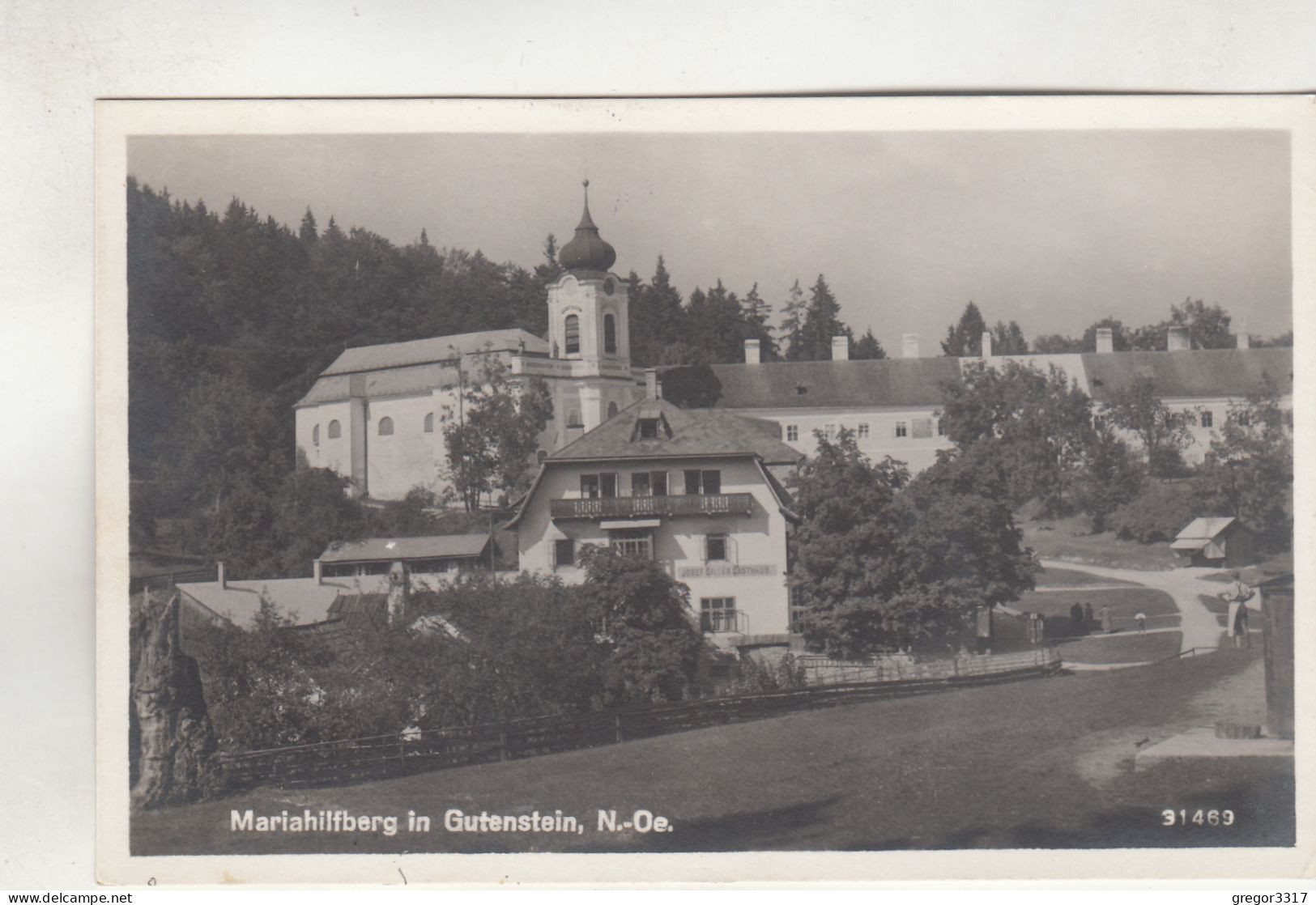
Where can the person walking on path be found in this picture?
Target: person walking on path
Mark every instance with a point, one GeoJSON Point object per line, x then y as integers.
{"type": "Point", "coordinates": [1107, 620]}
{"type": "Point", "coordinates": [1237, 595]}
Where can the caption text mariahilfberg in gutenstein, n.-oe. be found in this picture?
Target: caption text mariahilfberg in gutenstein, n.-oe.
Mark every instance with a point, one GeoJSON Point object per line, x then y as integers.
{"type": "Point", "coordinates": [453, 821]}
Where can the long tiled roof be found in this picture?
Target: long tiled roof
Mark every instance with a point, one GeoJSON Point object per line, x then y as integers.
{"type": "Point", "coordinates": [1207, 372]}
{"type": "Point", "coordinates": [435, 349]}
{"type": "Point", "coordinates": [421, 547]}
{"type": "Point", "coordinates": [305, 599]}
{"type": "Point", "coordinates": [819, 385]}
{"type": "Point", "coordinates": [892, 382]}
{"type": "Point", "coordinates": [419, 366]}
{"type": "Point", "coordinates": [694, 431]}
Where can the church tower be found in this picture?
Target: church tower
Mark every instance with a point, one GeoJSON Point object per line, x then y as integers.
{"type": "Point", "coordinates": [589, 337]}
{"type": "Point", "coordinates": [587, 305]}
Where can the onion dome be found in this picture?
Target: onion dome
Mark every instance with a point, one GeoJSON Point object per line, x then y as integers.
{"type": "Point", "coordinates": [586, 250]}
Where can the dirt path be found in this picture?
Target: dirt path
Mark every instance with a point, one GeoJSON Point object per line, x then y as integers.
{"type": "Point", "coordinates": [1198, 624]}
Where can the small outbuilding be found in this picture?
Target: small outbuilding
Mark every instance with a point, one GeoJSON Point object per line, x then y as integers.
{"type": "Point", "coordinates": [1224, 542]}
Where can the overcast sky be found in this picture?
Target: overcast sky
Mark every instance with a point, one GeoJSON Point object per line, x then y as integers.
{"type": "Point", "coordinates": [1054, 229]}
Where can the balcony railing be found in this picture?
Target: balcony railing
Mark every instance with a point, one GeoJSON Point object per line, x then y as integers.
{"type": "Point", "coordinates": [641, 507]}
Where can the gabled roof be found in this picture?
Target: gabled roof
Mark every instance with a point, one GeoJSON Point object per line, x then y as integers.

================

OBJECTIVE: Retype all of the material above word for word, and leave out the pictures.

TASK RESULT:
Where can the person walking on path be found in this picture?
Target: person walking on path
Mark every instance with a point, one GeoJSON Point object per line, x then y as integers.
{"type": "Point", "coordinates": [1107, 620]}
{"type": "Point", "coordinates": [1237, 595]}
Where can the caption text mariahilfberg in gutenstein, n.-oe. be found in this picture?
Target: caption text mariahilfberg in gutenstein, n.-oe.
Mark every instance with a point, one GeoJSON Point object per line, x then y as integers.
{"type": "Point", "coordinates": [453, 821]}
Where can the long tiled roof be found in this picture?
Target: long tiled roof
Mark every instance with a point, one GeoJSON Point object per line, x then y as integers.
{"type": "Point", "coordinates": [1207, 372]}
{"type": "Point", "coordinates": [435, 349]}
{"type": "Point", "coordinates": [421, 547]}
{"type": "Point", "coordinates": [305, 599]}
{"type": "Point", "coordinates": [819, 385]}
{"type": "Point", "coordinates": [892, 382]}
{"type": "Point", "coordinates": [419, 366]}
{"type": "Point", "coordinates": [694, 431]}
Where can the church tower be found in this picture?
Target: church tower
Mark every instance with a point, one GeoJSON Point object per line, x then y as integers.
{"type": "Point", "coordinates": [589, 337]}
{"type": "Point", "coordinates": [587, 305]}
Where can the onion dome be found in this picture?
Target: onion dome
Mark every instance with a point, one GeoJSON Point object per line, x then y as integers.
{"type": "Point", "coordinates": [586, 250]}
Where can the dirt path be found in this picture?
Target: dirt path
Mark every instance with a point, one GeoJSON Point object per line, x then y as integers.
{"type": "Point", "coordinates": [1198, 624]}
Where can the small outbuilding be found in this picture?
Target: small outbuilding
Mark every instance with a point, one GeoJSON Point object per line, x then y as integers.
{"type": "Point", "coordinates": [1224, 542]}
Where can the overcast sky be found in this picture?
Target: overcast sky
Mark every instance with a point, one GeoJSON Point object per line, x then y as integers.
{"type": "Point", "coordinates": [1054, 229]}
Where can the balcony railing be found in this picture?
Target: balcony railing
Mark every instance with a point, one GeoJSON Point object per line, x then y as integers.
{"type": "Point", "coordinates": [641, 507]}
Where can the gabled roof be found in this picture?
Target: gabled roof
Mark every instance with a point, one GeoJSON Point object per line, x then y as integers.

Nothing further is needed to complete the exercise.